11.2 Need for Concurrency Control

One of the major objectives in developing an enterprise database is to create an information resource that can be shared by many users. If transactions execute one at a time, serially, with each transaction doing a commit before the next one begins, there is no problem of interference with one another’s transactions. However, users often need to access data simultaneously. The objective of a concurrency control system is to allow as much simultaneous processing as possible, without having transactions interfere with one another. If all users are only reading data, there is no way they can interfere with one another and there is no need for concurrency control. If users are accessing different parts of the database, their transactions can run concurrently without a problem. However, when two users try to make updates simultaneously to the same data, or one updates while another reads the same data, there may be conflicts.

■ **Problem set**:
A: Decide whether each statement agrees with the passage on concurrency control, answering yes or no and quoting the words that settle it: (i) Concurrency control is unnecessary when every user is only reading data. (ii) Transactions that access different parts of the database cannot run concurrently without a problem. (iii) Running transactions serially, with each one committing before the next begins, leads to interference between them.
B: Carry on the passage on concurrency control, starting after its final sentence.

■ **Pointing dataset records**:
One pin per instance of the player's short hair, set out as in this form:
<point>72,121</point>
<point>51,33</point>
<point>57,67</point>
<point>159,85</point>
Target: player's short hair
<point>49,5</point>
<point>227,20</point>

■ **In response**:
A:
(i) Yes: "If all users are only reading data, there is no way they can interfere with one another and there is no need for concurrency control."
(ii) No: "If users are accessing different parts of the database, their transactions can run concurrently without a problem."
(iii) No: "there is no problem of interference with one another’s transactions."

B:
Multiprogramming means having two or more programs or transactions processing at the same time. For example, I/O control systems can handle I/O operations independently, while the main processor performs other operations. Such systems can allow two or more transactions to execute simultaneously. The system begins executing the first transaction until it reaches an input or output operation. While the I/O is being performed, the main processor, which would otherwise be idle during I/O, switches over to the second transaction and performs whatever operations it can on the second one. Control then returns to the first transaction and its operations are performed until it again reaches an I/O operation. In this way, operations of the two transactions are interleaved, with some operations from one transaction performed, then some from the other, and so forth, until all operations for both transactions are completed. Even though both transactions may be correct in themselves, the interleaving of operations may produce an incorrect outcome.

Some examples of potential problems caused by concurrency are the lost update problem, the uncommitted update problem, the problem of inconsistent analysis, the nonrepeatable read problem, and the phantom data problem.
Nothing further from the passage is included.